## Extracted data
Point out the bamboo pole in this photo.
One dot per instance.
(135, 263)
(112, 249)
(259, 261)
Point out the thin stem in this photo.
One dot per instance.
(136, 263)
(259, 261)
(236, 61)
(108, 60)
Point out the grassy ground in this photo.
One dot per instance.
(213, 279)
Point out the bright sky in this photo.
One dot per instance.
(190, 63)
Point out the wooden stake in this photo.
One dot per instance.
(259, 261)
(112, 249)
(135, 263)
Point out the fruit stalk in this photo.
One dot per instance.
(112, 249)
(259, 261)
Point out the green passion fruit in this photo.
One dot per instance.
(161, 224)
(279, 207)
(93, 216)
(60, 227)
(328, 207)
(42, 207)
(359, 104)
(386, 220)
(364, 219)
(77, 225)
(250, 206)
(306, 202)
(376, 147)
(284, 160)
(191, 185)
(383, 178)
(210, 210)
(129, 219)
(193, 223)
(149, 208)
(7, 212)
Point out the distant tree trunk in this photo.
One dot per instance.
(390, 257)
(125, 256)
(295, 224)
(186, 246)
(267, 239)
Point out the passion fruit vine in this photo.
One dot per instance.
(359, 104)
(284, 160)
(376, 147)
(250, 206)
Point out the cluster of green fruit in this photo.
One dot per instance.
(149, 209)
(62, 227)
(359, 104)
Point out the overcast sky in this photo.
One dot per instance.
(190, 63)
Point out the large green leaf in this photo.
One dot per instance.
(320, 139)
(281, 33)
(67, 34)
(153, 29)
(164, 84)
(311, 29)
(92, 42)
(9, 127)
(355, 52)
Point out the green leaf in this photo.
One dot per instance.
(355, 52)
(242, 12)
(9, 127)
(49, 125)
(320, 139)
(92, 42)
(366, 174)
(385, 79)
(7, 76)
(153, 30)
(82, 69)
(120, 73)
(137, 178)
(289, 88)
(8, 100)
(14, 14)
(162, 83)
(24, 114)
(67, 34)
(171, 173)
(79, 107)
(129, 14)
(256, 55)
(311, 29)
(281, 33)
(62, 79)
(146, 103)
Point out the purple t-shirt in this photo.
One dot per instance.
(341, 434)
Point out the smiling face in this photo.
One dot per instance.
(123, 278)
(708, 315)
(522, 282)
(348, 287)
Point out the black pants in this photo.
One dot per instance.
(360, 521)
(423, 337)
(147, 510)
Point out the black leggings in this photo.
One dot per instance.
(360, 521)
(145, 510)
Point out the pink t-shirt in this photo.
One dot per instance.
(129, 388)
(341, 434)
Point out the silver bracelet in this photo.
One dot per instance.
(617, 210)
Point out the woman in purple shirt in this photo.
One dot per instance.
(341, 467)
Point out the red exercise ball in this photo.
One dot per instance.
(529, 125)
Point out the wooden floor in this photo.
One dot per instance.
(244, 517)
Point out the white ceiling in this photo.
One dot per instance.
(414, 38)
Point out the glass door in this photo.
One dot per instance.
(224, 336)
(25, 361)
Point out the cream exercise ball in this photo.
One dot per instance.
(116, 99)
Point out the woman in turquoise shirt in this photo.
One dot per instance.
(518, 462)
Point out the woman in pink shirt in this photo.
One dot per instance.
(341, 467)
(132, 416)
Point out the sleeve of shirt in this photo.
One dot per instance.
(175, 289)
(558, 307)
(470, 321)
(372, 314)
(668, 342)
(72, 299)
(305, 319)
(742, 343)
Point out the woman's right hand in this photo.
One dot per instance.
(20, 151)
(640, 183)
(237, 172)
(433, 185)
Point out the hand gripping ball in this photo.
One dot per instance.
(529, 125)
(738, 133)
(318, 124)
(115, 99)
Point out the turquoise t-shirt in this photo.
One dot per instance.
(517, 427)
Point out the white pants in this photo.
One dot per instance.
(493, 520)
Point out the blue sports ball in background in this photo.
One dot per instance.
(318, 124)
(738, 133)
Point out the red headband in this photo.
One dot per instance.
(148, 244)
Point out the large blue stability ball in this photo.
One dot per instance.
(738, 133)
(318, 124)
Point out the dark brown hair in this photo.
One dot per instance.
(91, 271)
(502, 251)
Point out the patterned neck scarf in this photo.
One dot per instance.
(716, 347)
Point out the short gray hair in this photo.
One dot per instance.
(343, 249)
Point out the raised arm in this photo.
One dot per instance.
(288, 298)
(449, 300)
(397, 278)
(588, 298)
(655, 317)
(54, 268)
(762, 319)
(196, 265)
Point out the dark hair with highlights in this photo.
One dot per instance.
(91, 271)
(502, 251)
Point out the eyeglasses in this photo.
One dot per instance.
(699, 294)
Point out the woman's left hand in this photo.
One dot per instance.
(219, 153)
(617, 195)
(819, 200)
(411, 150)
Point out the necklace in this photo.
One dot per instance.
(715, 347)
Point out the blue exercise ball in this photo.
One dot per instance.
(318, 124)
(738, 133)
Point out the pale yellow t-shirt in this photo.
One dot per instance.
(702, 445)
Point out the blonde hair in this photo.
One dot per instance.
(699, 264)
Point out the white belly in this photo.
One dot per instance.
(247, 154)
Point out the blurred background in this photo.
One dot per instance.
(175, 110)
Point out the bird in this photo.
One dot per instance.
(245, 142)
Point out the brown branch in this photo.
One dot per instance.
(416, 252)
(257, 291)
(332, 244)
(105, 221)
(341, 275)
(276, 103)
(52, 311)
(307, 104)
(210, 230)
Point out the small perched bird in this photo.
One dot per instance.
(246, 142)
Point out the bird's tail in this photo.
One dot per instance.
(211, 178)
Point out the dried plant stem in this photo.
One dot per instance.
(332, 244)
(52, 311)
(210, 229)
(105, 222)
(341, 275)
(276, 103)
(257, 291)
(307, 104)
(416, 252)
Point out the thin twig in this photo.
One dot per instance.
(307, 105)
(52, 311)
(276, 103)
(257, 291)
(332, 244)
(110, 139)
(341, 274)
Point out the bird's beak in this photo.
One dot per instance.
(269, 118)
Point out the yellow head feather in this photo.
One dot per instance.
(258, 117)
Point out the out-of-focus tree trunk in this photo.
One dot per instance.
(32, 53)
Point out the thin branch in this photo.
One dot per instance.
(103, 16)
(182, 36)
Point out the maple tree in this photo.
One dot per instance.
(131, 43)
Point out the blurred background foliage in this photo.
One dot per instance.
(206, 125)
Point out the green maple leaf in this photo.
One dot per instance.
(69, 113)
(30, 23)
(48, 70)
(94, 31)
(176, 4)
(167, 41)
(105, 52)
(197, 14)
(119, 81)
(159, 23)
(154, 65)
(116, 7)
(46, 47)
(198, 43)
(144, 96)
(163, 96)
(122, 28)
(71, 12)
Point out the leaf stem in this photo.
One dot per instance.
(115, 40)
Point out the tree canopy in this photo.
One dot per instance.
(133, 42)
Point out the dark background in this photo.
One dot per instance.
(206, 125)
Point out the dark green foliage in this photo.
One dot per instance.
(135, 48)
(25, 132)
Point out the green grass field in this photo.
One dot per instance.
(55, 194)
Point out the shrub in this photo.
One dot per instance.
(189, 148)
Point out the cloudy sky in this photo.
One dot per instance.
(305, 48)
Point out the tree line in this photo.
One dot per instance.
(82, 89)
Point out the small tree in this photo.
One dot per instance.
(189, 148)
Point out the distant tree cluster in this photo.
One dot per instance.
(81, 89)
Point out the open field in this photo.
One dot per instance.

## Task directions
Determine how many lines of the records above contain the word "pink", and report only that number.

## Solution below
2